─── RECORDS TO USE

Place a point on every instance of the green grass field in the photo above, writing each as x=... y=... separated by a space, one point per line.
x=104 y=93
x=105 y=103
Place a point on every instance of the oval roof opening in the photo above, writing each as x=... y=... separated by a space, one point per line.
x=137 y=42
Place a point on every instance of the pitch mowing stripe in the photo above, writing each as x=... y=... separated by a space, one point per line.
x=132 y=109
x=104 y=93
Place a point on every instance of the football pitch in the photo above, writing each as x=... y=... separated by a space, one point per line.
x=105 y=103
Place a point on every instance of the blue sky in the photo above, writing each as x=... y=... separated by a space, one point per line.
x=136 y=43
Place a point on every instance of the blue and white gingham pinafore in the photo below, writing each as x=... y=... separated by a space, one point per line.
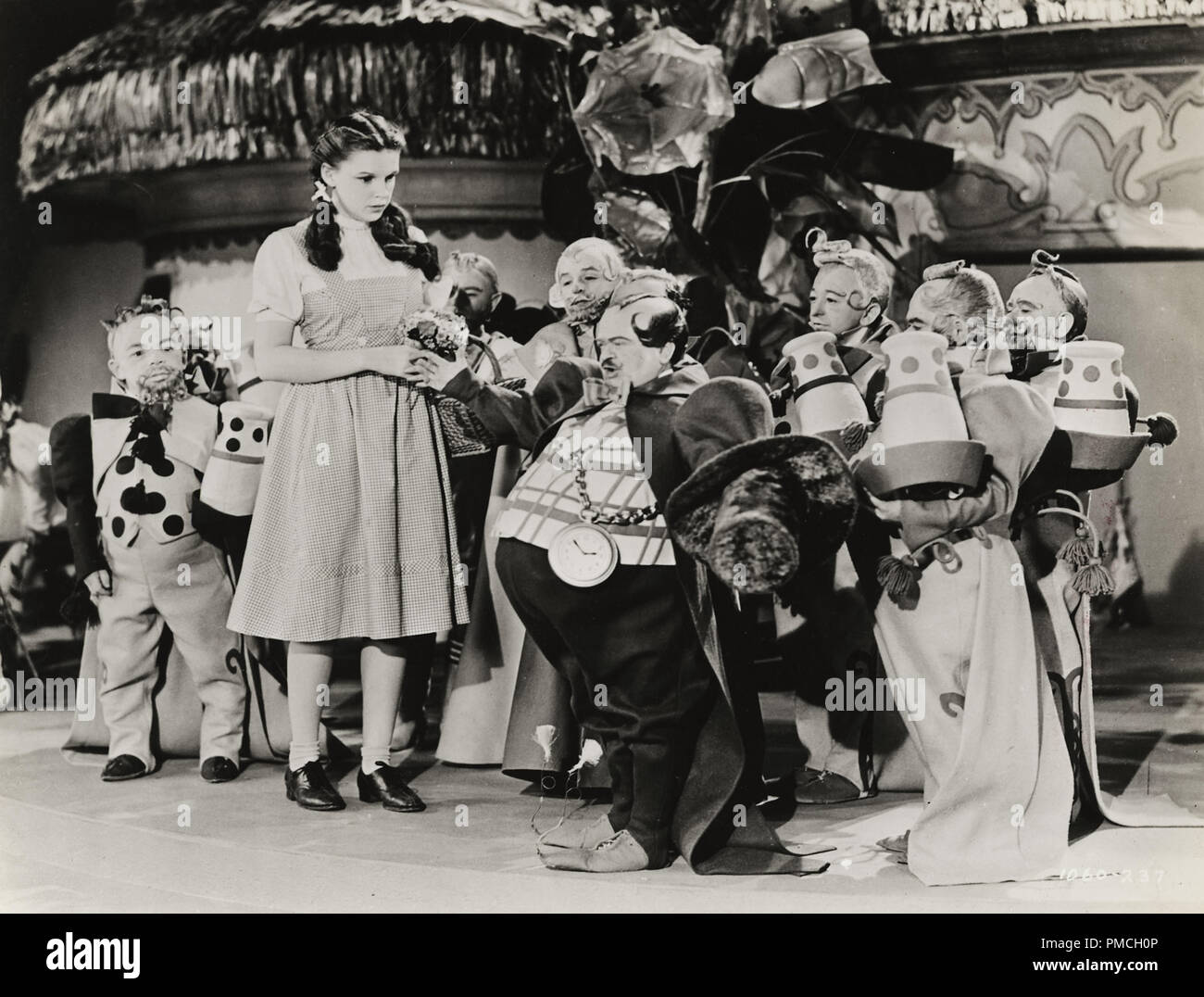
x=353 y=533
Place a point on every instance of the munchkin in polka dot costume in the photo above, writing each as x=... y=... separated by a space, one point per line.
x=131 y=478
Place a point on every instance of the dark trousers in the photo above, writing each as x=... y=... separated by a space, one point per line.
x=641 y=678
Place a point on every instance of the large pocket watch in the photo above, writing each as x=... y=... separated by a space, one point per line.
x=583 y=554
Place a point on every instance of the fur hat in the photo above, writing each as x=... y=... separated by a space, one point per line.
x=759 y=511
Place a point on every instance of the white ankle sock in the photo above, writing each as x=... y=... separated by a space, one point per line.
x=301 y=752
x=370 y=758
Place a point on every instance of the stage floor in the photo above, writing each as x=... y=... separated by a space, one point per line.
x=71 y=843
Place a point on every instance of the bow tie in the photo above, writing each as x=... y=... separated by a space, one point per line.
x=597 y=391
x=147 y=423
x=124 y=407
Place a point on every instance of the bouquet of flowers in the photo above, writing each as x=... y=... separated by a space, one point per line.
x=445 y=334
x=442 y=333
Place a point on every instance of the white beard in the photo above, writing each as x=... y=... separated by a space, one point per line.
x=160 y=385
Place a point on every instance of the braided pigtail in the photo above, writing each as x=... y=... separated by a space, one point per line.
x=392 y=233
x=321 y=245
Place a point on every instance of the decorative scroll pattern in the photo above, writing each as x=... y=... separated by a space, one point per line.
x=1110 y=158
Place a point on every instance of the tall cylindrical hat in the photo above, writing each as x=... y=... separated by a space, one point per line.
x=232 y=475
x=825 y=397
x=922 y=434
x=1091 y=407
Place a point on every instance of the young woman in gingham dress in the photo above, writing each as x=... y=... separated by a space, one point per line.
x=353 y=535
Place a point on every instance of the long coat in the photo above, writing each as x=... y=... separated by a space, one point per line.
x=717 y=827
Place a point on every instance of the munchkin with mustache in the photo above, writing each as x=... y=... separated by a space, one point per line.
x=131 y=479
x=627 y=574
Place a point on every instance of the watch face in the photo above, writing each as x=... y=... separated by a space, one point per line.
x=583 y=554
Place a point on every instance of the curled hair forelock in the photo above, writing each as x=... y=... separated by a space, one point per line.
x=1070 y=288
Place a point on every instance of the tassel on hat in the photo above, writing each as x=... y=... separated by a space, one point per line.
x=1082 y=554
x=854 y=435
x=591 y=754
x=1076 y=551
x=1163 y=429
x=899 y=577
x=1094 y=579
x=546 y=736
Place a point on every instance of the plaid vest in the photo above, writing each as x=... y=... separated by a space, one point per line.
x=546 y=498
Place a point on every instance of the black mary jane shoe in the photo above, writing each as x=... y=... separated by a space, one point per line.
x=309 y=789
x=219 y=770
x=386 y=785
x=123 y=767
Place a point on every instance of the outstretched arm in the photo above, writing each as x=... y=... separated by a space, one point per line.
x=516 y=417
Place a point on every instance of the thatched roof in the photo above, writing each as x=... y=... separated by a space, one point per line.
x=263 y=77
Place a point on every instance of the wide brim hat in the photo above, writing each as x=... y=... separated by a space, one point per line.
x=815 y=481
x=954 y=462
x=1100 y=451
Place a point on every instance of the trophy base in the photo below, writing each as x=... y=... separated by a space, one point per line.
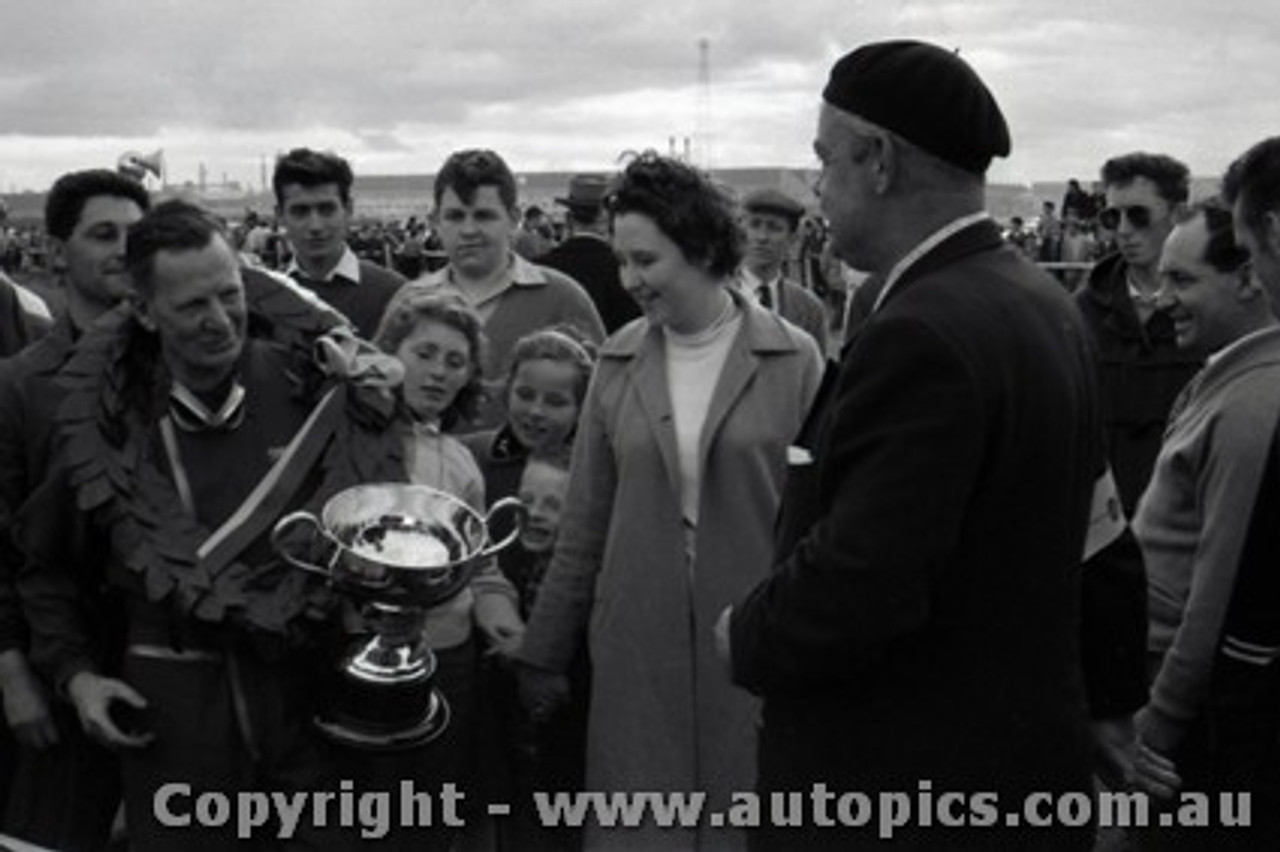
x=352 y=733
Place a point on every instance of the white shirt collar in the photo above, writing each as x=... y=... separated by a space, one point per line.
x=347 y=268
x=923 y=248
x=749 y=283
x=520 y=271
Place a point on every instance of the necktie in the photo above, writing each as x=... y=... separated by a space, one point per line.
x=763 y=294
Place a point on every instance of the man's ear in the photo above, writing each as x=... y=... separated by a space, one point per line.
x=1270 y=230
x=141 y=312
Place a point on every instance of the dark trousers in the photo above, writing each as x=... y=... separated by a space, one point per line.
x=224 y=725
x=449 y=759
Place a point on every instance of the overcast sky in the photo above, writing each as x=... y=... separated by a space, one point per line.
x=566 y=85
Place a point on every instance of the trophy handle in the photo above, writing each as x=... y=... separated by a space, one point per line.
x=284 y=525
x=511 y=504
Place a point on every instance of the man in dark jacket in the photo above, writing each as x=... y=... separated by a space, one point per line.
x=1243 y=714
x=1141 y=371
x=65 y=788
x=585 y=255
x=771 y=221
x=919 y=635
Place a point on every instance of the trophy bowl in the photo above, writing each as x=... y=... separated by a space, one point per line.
x=394 y=550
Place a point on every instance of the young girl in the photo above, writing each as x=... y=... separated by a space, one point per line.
x=544 y=754
x=545 y=385
x=438 y=340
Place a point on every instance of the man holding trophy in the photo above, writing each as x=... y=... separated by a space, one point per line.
x=192 y=424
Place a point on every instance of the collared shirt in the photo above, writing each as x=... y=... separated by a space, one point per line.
x=750 y=287
x=519 y=273
x=346 y=270
x=923 y=248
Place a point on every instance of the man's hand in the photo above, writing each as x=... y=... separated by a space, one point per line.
x=94 y=696
x=26 y=704
x=1115 y=745
x=542 y=691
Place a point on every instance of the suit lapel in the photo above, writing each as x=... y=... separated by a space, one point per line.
x=654 y=393
x=740 y=365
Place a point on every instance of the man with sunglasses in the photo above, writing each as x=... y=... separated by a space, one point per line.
x=1141 y=372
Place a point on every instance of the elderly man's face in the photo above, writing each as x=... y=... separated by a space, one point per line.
x=1208 y=307
x=316 y=221
x=476 y=236
x=1142 y=220
x=768 y=237
x=196 y=306
x=844 y=187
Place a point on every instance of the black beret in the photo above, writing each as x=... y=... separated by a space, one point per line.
x=924 y=94
x=773 y=201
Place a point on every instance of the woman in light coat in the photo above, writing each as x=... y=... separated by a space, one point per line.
x=677 y=471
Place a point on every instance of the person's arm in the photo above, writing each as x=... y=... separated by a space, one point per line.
x=1226 y=489
x=580 y=312
x=901 y=457
x=566 y=592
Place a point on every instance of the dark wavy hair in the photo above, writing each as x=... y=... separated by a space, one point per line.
x=686 y=206
x=170 y=225
x=407 y=314
x=307 y=168
x=465 y=172
x=72 y=191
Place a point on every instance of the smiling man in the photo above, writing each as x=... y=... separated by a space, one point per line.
x=1192 y=521
x=476 y=219
x=65 y=788
x=312 y=201
x=1141 y=367
x=165 y=495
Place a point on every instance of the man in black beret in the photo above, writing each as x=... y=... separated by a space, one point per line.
x=919 y=635
x=586 y=256
x=771 y=221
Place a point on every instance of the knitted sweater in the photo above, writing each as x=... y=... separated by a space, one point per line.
x=1193 y=517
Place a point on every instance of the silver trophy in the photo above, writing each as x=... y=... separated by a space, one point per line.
x=396 y=550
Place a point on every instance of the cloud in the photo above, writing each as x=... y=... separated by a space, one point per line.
x=396 y=85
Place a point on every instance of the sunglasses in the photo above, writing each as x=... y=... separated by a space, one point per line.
x=1137 y=215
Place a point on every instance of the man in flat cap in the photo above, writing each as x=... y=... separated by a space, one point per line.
x=918 y=640
x=771 y=221
x=586 y=256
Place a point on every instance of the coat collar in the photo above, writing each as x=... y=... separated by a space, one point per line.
x=979 y=237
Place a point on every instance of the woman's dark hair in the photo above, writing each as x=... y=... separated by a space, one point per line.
x=686 y=206
x=407 y=314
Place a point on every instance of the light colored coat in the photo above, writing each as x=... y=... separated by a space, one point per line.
x=664 y=715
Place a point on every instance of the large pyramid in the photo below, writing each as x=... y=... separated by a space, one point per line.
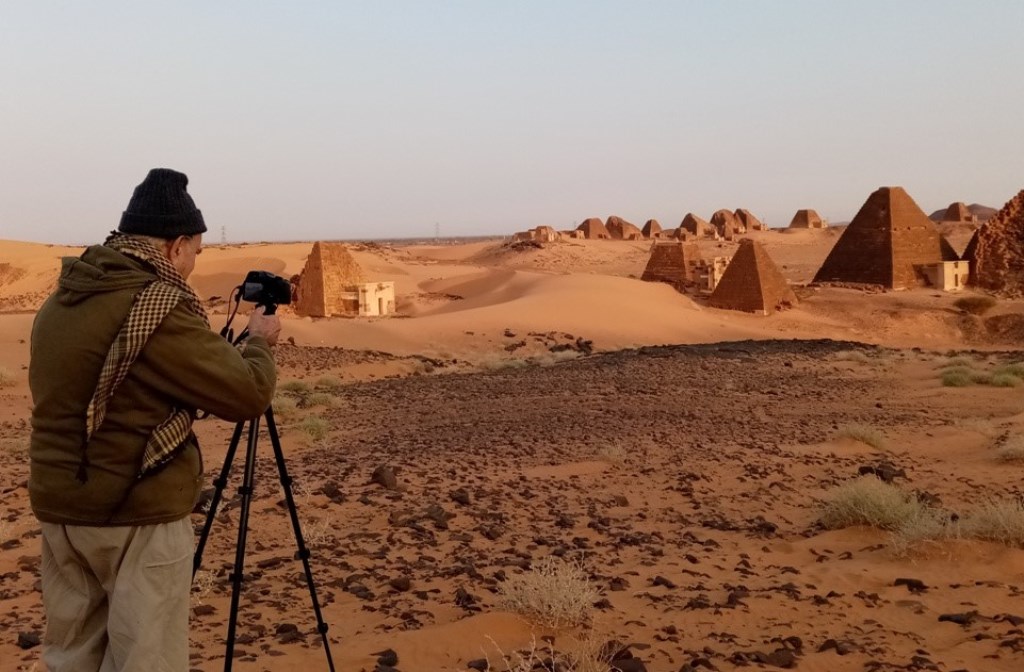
x=996 y=251
x=807 y=219
x=593 y=227
x=674 y=263
x=326 y=282
x=699 y=227
x=886 y=240
x=752 y=283
x=621 y=229
x=651 y=228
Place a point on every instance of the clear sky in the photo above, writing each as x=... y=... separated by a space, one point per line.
x=381 y=119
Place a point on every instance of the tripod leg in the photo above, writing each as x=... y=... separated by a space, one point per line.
x=303 y=552
x=246 y=491
x=219 y=484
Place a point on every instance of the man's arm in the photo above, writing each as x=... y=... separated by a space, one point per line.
x=201 y=370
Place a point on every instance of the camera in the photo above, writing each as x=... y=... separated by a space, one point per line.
x=265 y=289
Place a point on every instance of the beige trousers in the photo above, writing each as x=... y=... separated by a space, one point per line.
x=117 y=598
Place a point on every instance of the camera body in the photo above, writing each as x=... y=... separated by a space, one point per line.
x=265 y=289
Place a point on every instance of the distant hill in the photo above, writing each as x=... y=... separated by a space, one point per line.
x=983 y=212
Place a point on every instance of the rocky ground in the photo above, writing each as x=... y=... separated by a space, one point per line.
x=683 y=479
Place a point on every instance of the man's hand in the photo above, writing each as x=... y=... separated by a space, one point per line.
x=262 y=325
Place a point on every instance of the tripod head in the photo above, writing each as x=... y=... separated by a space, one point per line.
x=263 y=289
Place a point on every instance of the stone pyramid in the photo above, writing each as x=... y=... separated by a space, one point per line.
x=651 y=228
x=699 y=227
x=621 y=229
x=888 y=238
x=326 y=282
x=593 y=227
x=752 y=283
x=957 y=212
x=674 y=263
x=807 y=219
x=748 y=219
x=996 y=251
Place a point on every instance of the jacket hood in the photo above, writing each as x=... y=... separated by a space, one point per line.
x=100 y=269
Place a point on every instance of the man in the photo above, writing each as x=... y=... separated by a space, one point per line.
x=122 y=358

──────

*EXERCISE DESCRIPTION*
The lines to quote run from the one containing "Place a point on every instance of the clear" through the final line of the material above; please give them exactly, both ends included, and nothing else.

*RESPONSE TO THIS TASK*
Place a point on every instance of the clear sky in the photo above, writing each as x=... y=... separated by a space, one point per line.
x=381 y=119
Place a point on every instance of the tripod leg in the photo above, writing each as x=... y=... separated by a space, one point per line.
x=303 y=552
x=246 y=491
x=219 y=484
Place a point on every instance of the man's arm in the photo above, writing each as x=... y=... separated by a space, one point per line.
x=201 y=370
Place a point on every instance of the camera in the photo above, writing each as x=... y=... separated by a space, one point per line.
x=265 y=289
Place a point on every instance of the beige trousers in the photo above, writing each as x=... y=... separated by a space, one point per line.
x=117 y=598
Place a point on every instance of the camera body in the photo above, writing each as x=... y=... separated by a space, one point per line.
x=265 y=289
Place a point on every instance of the distant hill in the photo above, writing each as x=... y=... separated by a space, one point per line.
x=983 y=212
Place a point on every instance of the rocky ground in the photo above, writing each as x=... y=... separated by a space, one point per line.
x=683 y=479
Place a point on every instance of the man's hand in the photo above, writing each as x=... y=... separated by a space, one point per line.
x=262 y=325
Place a point on every instance of the tripod head in the photo above, writing each as x=... y=... separated by a space, one point per line.
x=263 y=289
Place a point on every instance of the stone pyramid in the photo above, writing each as x=... y=... separated by a space, one point per line.
x=651 y=228
x=699 y=227
x=621 y=229
x=888 y=238
x=326 y=282
x=593 y=227
x=752 y=283
x=957 y=212
x=674 y=263
x=807 y=219
x=748 y=219
x=996 y=251
Place a point on every instance of the jacket hood in the photo above, writing each as x=... y=... separated by a space, one point per line.
x=100 y=269
Place a point on every instance of the man in the photo above, writing each as x=... y=... separated by a space, one point per line.
x=122 y=358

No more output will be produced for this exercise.